Zu lesender Auszug:

########################################

Reden implizieren oftmals Verkürzungen. Beim Gedenken an die Opfer des Hamas-Angriffs fallen Rechtsextremismus-Experte Andreas Speit jedoch bestimmte Auslassungen auf.

Friedrich Merz in der 191. Sitzung des Deutschen Bundestages, bei der auch der Opfer des Hamas-Angriffs auf Israel, dem Leid der Angehörigen und der immer noch nach Gaza verschleppten Geiseln gedacht wurde.
Friedrich Merz in der 191. Sitzung des Deutschen Bundestages, bei der auch den Opfer des Hamas-Angriffs auf Israel, dem Leid der Angehörigen und der immer noch nach Gaza verschleppten Geiseln gedacht wurde. Foto: IMAGO / Future Image

Reden implizieren oftmals Verkürzungen. Keine These und kein Argument lässt sich in einer Rede vollständig ausführen, besonders bei knappen Redezeiten. Was wird gesagt, was nicht? Die gebotene Kürze gewinnt an Bedeutung. Die Reden im Bundestag am 10. Oktober zum Gedenken der Opfer des Hamas-Angriffs auf Israel vor einem Jahr verdeutlichten dieses nicht bloß rhetorische Dilemma.

########################################

Angezeigte Daten:
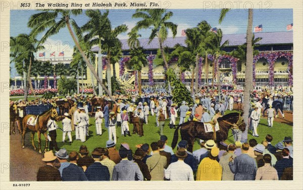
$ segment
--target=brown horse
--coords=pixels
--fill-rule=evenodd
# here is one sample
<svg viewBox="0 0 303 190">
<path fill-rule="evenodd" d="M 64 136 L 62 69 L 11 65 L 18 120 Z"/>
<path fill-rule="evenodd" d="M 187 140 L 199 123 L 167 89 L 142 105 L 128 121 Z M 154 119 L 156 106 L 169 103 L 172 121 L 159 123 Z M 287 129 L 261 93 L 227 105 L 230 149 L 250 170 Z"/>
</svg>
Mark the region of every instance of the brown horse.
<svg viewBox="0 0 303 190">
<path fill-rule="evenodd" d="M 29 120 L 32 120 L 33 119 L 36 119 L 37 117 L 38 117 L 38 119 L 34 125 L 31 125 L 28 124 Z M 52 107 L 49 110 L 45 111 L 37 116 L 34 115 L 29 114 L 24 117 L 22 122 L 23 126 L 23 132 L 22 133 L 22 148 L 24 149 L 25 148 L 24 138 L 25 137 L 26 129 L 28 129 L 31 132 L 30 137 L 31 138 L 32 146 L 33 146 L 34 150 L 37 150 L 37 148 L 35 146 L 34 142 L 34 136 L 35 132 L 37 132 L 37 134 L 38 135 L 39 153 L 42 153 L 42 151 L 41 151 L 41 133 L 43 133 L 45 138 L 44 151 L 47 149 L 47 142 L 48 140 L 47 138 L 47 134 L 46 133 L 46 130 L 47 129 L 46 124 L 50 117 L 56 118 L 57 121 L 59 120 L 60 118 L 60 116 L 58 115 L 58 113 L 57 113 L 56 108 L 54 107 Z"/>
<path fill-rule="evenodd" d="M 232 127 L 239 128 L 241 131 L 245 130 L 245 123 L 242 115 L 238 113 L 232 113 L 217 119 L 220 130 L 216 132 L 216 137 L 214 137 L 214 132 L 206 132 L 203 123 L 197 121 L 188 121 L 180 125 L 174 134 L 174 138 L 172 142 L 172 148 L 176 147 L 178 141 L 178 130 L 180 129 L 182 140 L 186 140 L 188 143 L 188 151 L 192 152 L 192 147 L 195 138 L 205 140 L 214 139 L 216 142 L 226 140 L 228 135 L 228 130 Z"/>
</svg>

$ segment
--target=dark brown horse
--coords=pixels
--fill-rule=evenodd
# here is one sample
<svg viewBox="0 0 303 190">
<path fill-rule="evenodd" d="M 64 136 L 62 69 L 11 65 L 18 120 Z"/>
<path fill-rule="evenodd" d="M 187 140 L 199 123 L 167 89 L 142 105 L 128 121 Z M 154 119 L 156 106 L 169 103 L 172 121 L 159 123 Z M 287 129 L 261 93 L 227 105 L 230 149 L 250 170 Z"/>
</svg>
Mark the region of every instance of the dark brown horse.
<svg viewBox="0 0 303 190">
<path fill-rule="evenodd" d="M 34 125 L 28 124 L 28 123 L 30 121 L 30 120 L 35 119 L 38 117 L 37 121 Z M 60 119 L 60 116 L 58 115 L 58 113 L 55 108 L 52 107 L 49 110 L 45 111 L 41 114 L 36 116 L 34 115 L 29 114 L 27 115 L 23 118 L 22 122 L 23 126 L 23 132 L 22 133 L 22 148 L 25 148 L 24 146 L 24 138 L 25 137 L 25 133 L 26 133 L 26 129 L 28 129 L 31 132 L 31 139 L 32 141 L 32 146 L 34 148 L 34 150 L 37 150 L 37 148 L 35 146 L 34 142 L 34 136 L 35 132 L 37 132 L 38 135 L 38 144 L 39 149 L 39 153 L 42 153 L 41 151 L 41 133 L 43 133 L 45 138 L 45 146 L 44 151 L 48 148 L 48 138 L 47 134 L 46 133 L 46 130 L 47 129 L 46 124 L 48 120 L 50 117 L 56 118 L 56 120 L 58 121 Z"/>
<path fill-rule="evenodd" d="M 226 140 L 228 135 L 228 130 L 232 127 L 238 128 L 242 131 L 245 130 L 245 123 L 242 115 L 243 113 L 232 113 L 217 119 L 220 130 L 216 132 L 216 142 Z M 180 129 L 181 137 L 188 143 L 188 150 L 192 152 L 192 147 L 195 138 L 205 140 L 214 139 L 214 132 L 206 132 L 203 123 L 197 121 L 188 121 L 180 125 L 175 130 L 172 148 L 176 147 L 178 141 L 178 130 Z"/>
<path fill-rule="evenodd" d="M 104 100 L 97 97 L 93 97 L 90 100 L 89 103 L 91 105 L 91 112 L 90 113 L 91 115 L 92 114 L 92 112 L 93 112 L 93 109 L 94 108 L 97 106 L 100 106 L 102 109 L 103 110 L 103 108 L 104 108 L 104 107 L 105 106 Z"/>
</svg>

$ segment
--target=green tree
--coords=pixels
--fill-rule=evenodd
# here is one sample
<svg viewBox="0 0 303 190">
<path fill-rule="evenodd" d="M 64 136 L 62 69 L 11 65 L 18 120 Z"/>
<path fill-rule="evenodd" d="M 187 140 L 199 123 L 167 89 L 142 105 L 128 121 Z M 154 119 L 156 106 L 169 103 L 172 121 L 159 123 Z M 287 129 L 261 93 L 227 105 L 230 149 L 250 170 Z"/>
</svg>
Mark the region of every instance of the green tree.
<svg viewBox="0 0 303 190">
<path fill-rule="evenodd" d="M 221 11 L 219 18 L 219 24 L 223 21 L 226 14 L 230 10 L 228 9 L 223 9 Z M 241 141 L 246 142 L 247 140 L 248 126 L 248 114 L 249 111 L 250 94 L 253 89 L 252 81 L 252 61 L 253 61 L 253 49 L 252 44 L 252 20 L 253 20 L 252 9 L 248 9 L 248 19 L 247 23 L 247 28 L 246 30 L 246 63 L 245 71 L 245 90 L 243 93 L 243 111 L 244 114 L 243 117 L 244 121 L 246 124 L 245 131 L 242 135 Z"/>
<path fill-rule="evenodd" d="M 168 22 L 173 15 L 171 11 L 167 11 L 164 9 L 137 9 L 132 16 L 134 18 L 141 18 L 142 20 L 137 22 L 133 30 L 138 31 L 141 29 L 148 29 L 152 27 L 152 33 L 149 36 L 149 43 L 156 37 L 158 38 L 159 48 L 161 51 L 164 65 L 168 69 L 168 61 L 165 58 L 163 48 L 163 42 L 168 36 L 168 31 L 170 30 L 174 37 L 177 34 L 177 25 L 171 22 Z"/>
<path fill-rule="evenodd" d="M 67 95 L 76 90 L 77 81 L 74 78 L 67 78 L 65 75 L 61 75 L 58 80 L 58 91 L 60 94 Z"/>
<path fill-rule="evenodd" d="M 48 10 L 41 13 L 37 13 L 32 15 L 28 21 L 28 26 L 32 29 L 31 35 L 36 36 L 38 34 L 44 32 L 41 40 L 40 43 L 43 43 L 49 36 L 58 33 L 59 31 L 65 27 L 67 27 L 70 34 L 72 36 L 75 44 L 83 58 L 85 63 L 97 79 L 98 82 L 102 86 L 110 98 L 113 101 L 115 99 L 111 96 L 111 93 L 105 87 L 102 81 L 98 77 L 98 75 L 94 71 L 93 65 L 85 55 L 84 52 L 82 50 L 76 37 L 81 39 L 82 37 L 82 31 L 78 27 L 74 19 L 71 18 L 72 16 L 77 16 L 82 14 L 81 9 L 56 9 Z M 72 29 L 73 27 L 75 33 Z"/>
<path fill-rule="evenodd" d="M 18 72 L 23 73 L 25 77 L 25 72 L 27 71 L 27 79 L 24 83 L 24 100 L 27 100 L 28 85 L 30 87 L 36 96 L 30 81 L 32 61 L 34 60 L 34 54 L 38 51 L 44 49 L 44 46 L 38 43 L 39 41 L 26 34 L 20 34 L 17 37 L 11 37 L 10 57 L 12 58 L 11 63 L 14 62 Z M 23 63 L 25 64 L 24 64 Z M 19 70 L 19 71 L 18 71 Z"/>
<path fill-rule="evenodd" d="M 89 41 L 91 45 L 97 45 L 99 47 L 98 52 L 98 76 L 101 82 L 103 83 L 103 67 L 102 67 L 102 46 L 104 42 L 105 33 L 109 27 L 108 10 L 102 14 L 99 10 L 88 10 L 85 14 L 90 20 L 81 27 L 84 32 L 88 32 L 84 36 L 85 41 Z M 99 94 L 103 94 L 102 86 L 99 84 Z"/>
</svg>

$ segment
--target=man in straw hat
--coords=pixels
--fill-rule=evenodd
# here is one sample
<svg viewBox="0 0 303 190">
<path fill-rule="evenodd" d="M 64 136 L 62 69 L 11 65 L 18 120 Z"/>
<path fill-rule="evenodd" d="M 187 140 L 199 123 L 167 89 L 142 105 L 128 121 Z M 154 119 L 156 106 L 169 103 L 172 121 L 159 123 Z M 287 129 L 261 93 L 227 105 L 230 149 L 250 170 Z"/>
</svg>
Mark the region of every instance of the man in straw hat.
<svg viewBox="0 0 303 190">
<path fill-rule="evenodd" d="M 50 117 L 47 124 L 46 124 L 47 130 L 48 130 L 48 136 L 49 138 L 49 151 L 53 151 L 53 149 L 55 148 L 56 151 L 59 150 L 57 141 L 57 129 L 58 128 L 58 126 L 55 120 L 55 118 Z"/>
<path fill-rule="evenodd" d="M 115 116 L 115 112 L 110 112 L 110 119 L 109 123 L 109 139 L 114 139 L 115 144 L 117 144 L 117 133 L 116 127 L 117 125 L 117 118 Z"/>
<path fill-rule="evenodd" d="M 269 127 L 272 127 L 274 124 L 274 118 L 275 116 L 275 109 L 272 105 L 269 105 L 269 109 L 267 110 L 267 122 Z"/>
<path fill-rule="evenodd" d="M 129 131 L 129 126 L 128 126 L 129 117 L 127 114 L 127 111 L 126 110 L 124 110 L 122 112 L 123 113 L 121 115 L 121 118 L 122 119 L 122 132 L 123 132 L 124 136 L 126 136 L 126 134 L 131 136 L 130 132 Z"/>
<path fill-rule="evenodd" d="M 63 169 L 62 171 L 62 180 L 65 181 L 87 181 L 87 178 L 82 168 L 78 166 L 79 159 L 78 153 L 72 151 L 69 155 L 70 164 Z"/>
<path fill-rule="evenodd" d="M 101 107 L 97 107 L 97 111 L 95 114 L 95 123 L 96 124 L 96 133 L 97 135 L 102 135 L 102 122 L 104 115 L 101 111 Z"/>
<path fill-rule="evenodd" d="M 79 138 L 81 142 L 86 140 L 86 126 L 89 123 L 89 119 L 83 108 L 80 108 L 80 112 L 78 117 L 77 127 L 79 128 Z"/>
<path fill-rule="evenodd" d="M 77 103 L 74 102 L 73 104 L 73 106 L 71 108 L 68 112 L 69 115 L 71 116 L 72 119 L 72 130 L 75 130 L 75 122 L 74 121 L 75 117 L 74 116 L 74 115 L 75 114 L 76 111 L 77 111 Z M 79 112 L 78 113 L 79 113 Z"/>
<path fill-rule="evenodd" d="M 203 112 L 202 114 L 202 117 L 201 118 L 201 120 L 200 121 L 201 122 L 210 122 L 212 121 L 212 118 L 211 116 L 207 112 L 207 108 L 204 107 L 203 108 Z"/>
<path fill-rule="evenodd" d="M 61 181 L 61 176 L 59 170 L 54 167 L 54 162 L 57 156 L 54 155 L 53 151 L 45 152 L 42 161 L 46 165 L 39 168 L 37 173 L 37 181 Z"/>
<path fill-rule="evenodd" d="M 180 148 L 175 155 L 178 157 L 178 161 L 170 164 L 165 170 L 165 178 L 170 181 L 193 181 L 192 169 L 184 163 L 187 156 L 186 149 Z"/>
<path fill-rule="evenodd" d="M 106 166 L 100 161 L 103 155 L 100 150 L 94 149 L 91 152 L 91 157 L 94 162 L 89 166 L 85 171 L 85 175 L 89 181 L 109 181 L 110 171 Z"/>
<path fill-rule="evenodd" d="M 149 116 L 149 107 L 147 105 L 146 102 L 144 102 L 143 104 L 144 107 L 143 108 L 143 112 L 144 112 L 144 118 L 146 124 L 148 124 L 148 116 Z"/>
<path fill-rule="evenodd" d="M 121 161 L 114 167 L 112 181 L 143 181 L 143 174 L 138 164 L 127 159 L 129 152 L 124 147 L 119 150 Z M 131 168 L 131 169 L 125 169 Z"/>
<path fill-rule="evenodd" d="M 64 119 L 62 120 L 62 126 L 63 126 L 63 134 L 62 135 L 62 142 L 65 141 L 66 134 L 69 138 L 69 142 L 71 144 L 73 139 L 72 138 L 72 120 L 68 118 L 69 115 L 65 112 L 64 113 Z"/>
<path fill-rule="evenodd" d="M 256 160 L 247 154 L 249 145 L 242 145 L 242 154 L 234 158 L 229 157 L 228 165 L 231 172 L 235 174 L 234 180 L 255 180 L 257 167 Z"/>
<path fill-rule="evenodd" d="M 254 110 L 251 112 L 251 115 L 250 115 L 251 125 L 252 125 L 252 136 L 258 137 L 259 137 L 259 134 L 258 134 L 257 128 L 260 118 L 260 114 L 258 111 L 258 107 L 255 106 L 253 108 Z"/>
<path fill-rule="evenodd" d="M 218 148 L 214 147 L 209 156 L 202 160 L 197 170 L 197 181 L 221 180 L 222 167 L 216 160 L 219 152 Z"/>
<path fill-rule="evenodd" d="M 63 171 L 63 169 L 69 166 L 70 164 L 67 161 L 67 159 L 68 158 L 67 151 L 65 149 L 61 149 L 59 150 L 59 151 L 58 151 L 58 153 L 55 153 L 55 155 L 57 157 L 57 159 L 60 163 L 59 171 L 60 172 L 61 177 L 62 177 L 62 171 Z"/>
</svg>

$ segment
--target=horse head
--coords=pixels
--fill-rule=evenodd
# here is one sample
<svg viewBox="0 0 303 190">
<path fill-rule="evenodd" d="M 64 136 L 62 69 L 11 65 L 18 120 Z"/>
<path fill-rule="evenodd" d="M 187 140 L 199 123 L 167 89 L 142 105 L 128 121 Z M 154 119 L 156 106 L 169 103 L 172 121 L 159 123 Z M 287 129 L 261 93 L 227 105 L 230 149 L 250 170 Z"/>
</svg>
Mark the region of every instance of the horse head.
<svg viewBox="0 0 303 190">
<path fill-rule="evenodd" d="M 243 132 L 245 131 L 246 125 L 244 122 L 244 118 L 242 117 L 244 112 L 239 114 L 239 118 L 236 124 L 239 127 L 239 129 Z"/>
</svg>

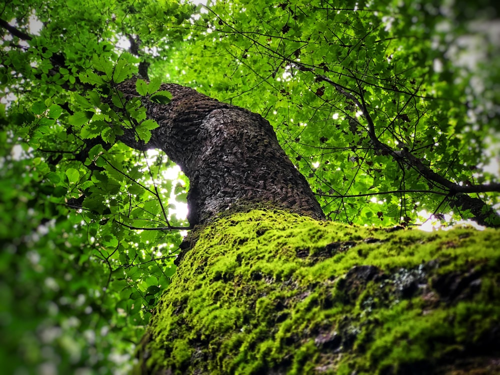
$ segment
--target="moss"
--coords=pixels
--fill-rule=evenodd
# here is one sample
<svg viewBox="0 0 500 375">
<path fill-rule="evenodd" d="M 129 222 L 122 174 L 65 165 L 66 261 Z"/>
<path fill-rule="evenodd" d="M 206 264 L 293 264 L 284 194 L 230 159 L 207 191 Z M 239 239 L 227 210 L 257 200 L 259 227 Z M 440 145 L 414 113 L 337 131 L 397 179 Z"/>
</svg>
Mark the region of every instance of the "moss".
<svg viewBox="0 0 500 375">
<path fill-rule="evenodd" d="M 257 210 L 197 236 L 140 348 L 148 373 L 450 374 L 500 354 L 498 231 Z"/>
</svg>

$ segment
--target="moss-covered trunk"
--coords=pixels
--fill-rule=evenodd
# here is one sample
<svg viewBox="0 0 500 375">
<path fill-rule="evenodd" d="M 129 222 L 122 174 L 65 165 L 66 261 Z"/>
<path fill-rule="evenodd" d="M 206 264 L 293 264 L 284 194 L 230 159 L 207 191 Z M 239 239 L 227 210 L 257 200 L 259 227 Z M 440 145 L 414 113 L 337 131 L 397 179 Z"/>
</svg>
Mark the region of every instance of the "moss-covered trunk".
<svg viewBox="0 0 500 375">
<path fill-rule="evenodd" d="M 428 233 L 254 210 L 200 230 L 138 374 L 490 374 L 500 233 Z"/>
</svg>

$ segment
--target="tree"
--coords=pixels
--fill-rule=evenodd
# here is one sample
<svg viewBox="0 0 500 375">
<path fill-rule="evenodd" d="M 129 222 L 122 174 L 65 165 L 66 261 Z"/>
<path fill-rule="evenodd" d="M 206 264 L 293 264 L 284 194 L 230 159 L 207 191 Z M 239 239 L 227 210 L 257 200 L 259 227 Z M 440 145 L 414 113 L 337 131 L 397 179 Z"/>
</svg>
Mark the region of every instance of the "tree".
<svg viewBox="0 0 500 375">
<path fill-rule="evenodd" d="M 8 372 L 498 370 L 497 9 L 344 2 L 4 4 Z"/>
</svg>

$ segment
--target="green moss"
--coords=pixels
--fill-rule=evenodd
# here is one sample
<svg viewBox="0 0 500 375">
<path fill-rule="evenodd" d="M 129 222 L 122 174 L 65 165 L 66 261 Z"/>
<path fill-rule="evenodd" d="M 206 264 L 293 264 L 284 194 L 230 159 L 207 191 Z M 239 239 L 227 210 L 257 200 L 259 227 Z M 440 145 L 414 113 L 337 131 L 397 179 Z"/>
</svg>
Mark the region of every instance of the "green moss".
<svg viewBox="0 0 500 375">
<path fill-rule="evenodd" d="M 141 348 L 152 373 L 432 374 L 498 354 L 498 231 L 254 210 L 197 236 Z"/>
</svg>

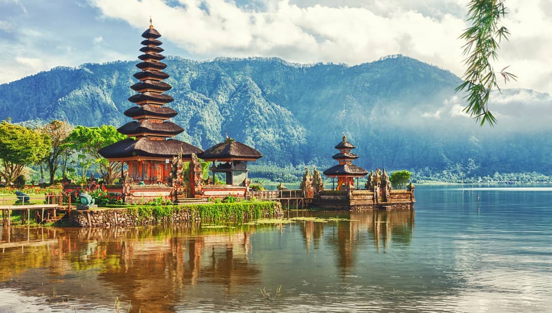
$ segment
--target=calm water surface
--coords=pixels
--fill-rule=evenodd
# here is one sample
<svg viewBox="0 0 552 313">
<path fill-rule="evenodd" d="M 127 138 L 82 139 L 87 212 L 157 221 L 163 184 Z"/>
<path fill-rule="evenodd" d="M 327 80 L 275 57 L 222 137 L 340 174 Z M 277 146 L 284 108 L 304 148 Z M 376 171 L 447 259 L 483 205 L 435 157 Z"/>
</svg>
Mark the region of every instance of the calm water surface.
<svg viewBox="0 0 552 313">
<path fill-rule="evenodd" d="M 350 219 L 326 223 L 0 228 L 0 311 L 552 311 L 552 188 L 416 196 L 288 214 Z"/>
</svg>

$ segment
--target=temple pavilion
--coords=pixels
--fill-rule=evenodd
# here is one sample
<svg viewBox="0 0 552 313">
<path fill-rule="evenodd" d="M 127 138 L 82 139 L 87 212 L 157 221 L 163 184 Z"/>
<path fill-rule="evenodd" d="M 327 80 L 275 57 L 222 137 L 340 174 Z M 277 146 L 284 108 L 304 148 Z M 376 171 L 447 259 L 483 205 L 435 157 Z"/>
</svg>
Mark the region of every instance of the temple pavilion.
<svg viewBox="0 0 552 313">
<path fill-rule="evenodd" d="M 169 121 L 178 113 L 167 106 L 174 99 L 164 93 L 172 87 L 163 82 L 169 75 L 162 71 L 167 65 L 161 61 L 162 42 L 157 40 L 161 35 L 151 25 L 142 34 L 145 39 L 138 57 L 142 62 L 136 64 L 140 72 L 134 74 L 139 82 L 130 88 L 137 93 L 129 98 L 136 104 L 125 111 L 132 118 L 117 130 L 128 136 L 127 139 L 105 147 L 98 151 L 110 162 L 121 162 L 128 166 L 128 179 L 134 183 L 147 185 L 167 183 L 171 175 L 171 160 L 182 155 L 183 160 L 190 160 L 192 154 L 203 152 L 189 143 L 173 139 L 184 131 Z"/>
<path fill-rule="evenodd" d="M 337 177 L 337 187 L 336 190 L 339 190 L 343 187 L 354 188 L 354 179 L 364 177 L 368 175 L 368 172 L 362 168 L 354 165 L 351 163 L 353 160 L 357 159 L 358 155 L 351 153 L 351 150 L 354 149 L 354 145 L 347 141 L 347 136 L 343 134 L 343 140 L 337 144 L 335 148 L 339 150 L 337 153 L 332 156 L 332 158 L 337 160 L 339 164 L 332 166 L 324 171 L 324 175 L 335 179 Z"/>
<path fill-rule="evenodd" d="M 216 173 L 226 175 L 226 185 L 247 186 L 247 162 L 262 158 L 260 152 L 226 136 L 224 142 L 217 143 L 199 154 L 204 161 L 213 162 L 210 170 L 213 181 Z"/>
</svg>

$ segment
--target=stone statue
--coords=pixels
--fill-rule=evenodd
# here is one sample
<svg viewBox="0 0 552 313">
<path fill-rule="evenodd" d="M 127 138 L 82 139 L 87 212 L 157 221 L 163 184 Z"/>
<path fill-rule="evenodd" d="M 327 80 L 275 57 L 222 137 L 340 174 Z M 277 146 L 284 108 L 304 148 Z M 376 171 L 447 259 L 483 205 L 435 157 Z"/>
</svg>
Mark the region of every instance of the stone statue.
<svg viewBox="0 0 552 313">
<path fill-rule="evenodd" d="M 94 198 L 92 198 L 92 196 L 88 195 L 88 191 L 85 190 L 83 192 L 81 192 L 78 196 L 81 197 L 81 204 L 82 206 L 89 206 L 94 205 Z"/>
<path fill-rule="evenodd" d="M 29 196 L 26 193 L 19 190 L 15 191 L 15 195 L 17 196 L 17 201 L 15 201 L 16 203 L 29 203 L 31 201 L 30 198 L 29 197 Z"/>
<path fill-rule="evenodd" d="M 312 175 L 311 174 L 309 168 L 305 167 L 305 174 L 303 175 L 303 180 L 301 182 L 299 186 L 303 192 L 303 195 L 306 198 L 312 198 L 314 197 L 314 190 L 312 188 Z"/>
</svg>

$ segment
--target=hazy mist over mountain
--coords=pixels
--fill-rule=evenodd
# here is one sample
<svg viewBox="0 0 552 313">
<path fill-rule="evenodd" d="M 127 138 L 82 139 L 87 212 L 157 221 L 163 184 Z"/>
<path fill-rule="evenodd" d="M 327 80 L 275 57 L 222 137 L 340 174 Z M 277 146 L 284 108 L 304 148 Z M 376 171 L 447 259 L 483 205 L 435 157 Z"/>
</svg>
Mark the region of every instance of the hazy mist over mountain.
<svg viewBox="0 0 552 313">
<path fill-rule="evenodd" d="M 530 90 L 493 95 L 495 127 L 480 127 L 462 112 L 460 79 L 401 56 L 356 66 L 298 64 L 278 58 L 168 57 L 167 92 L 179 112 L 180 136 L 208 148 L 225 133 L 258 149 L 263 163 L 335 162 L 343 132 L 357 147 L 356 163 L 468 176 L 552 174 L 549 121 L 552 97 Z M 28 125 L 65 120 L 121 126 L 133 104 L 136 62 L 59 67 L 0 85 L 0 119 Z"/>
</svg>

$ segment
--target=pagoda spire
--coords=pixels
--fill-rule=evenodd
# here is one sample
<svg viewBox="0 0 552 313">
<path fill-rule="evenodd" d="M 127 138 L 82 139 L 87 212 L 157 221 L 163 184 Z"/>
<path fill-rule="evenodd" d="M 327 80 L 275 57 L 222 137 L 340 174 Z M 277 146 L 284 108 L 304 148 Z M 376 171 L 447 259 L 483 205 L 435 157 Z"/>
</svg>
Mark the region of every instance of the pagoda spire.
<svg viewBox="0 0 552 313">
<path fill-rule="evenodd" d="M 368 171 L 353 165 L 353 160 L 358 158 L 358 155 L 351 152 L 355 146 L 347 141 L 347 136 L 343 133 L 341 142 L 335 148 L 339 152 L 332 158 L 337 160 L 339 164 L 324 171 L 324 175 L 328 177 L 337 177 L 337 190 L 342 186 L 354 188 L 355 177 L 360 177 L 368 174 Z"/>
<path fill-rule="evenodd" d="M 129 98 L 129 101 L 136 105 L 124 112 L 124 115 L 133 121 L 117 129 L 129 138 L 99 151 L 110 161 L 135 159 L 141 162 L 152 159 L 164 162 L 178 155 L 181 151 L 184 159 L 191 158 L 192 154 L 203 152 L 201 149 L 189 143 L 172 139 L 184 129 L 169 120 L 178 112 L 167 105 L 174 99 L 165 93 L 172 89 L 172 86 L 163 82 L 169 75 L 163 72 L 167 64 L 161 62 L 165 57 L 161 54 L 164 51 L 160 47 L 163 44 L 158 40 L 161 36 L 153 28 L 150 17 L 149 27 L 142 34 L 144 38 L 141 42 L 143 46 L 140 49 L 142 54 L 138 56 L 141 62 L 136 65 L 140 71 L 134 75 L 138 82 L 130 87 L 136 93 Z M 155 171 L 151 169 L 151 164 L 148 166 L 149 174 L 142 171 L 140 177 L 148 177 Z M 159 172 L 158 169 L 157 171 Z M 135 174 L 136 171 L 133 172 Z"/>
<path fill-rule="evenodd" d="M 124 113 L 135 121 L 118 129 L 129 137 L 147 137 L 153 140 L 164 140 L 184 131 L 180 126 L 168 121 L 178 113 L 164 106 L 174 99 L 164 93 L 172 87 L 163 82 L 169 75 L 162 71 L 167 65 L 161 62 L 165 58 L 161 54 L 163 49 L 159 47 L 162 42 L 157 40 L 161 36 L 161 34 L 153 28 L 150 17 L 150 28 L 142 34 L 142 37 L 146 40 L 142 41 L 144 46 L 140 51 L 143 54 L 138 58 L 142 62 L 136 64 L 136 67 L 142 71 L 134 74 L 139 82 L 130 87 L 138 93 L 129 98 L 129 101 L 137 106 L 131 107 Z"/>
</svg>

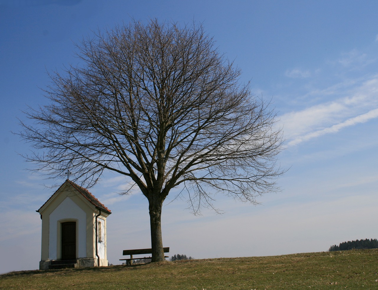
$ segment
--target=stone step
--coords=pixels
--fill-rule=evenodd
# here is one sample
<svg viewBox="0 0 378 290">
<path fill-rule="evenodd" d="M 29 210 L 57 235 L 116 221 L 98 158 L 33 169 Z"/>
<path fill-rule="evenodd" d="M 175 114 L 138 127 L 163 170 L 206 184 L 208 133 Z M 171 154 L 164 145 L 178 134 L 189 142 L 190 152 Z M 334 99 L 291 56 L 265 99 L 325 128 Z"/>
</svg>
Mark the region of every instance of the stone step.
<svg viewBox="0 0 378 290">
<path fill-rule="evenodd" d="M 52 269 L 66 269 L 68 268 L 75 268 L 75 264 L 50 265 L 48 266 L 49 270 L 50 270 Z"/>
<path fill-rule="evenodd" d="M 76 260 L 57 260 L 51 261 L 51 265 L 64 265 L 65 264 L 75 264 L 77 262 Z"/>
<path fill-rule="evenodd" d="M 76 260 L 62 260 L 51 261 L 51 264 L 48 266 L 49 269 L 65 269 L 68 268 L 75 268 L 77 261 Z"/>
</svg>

########################################

Zu erledigende Aufgaben:
1: Zähle alles auf, wessen in der 191. Sitzung des Deutschen Bundestages laut dem Auszug über die Gedenkreden im Bundestag gedacht wurde.
2: Schreibe den Auszug über die Gedenkreden im Bundestag im Anschluss an seinen letzten Satz weiter.

Ergebnisse je Aufgabe:
1:
- der Opfer des Hamas-Angriffs auf Israel
- des Leids der Angehörigen
- der immer noch nach Gaza verschleppten Geiseln

2:
Merz schürzt antimuslimische Vorurteile

In seiner Rede hob Friedrich Merz (CDU) den starken Anstieg der antisemitischen Straftaten seit dem 7. Oktober 2023 hervor. „In einer wachsenden Anzahl von Städten gibt es faktisch No-go-Areas für Jüdinnen und Juden“, sagte der Unionsfraktionschef. Die Zahlen sind alarmierend. Das Bundesinnenministerium registrierte in diesem Jahr mehr als 3200 antisemitisch motivierte Straftaten, doppelt so viele wie im Vorjahr. Dass unter den Täter*innen auch welche mit Migrationsgeschichte und/oder einem linken Kontext sein dürften, ist klar. Merz verbindet das Gedenken aber sogleich mit einer Forderung: „Ein wesentlicher Beitrag zur Begrenzung des Antisemitismus in Deutschland ist und bleibt der Stopp der ungehinderten massenhaften Zuwanderung vor allem von nicht schutzbedürftigen Männern aus dem arabischen Raum.“ In deren Herkunftsländern sei „nicht der Schutz Israels, sondern die Vernichtung Israels Teil der politischen Sozialisation“.

Diese pauschale Zuschreibung wird den einzelnen Menschen kaum gerecht und basiert auf Ressentiments. Diese Popularisierung, die über Stunden bei Deutschlandfunk Kultur (DLF Kultur) lief, schürt antimuslimische Vorurteile. Nichts Neues von dem Christdemokraten.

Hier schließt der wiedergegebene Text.